Task prompt: The records below are to be duplicated exactly as they appear.

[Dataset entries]

'''

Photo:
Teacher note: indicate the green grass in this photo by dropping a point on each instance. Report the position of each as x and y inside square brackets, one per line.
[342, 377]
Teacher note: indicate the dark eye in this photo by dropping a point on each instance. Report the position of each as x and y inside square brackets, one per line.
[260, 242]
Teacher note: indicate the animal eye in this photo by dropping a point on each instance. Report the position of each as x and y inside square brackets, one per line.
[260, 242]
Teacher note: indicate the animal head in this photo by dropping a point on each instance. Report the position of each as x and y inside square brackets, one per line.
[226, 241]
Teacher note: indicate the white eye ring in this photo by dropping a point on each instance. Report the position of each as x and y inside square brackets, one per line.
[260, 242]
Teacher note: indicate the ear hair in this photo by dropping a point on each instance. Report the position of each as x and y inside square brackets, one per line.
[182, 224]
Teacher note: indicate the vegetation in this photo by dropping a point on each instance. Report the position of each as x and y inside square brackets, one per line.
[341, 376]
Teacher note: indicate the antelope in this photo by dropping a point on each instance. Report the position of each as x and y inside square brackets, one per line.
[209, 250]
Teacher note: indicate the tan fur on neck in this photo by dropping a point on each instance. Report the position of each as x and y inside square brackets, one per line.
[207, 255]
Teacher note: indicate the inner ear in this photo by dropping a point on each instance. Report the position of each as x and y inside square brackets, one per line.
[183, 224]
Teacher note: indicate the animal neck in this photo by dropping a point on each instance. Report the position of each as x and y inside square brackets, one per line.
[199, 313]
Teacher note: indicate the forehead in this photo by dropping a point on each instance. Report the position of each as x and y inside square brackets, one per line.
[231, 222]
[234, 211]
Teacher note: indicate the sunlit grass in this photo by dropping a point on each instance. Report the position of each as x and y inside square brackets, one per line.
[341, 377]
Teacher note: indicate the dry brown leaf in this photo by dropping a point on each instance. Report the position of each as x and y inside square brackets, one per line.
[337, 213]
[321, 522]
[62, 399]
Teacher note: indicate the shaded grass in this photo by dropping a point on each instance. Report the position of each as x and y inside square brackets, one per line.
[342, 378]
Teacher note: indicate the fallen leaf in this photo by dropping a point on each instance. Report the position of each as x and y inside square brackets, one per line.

'''

Your response:
Photo:
Teacher note: indicate the green grass in this photo by dropping a point on each instance. Report the position of each as x and y inside square brackets, one per line.
[342, 377]
Teacher note: indicate the dark eye in this photo by dropping a point on each instance. Report the position of each as x and y inside square brackets, one per line.
[260, 242]
Teacher note: indicate the animal eye in this photo by dropping a point on each instance. Report the position of each as x and y inside square brackets, one per line.
[260, 242]
Teacher note: indicate the animal head in this photo by dropping a point on each instance. Report the position of each as x and y inside square brackets, one per line.
[226, 241]
Teacher note: indicate the white eye ring in this photo by dropping a point on each instance. Report the position of each as x and y inside square brackets, one per line.
[260, 242]
Teacher note: indicate the ear hair in this photo by dropping a point on each instance. Report the position of each as x and y inside square brackets, one per line.
[182, 224]
Teacher note: indicate the vegetation in this photo by dropping a point on each instance. Report the position of each as x and y inside square brackets, one per line.
[341, 376]
Teacher note: indicate the antelope in this photo by dropping a point on each instance. Report the position of each as x and y inside square brackets, one per line.
[209, 250]
Teacher note: indicate the tan fur on neck in this photo by dropping a point on each instance. Report the position of each as x and y inside square brackets, one per line.
[207, 255]
Teacher note: indicate the inner ear in this photo by dropping a point on each instance. Report the position of each as x and y inside square brackets, one per line.
[183, 224]
Teacher note: indicate the animal neck in this photo by dropping a point on each instance. Report the position of each as x and y inside square brackets, one per line.
[199, 313]
Teacher note: indicate the forehead in this photo by dropping a point on each instance. Report the position of each as x and y inside square brackets, one per line.
[231, 222]
[234, 211]
Teacher note: indicate the sunlit grass in this photo by dropping a point on each instance. Report the position of each as x and y inside square brackets, one per line.
[341, 377]
Teacher note: indicate the dry brown leaf in this photo by dropping a point on each instance. Report the position of each as x and y inside square brackets, one per line.
[337, 213]
[321, 522]
[62, 399]
Teacher note: indicate the shaded grass in this photo by dropping a point on each instance. Report the position of each as x and y inside square brackets, one per line.
[342, 378]
Teacher note: indicate the fallen leaf in this photo by dropping a point on each instance. Report the position of each as x and y inside square brackets, one per line.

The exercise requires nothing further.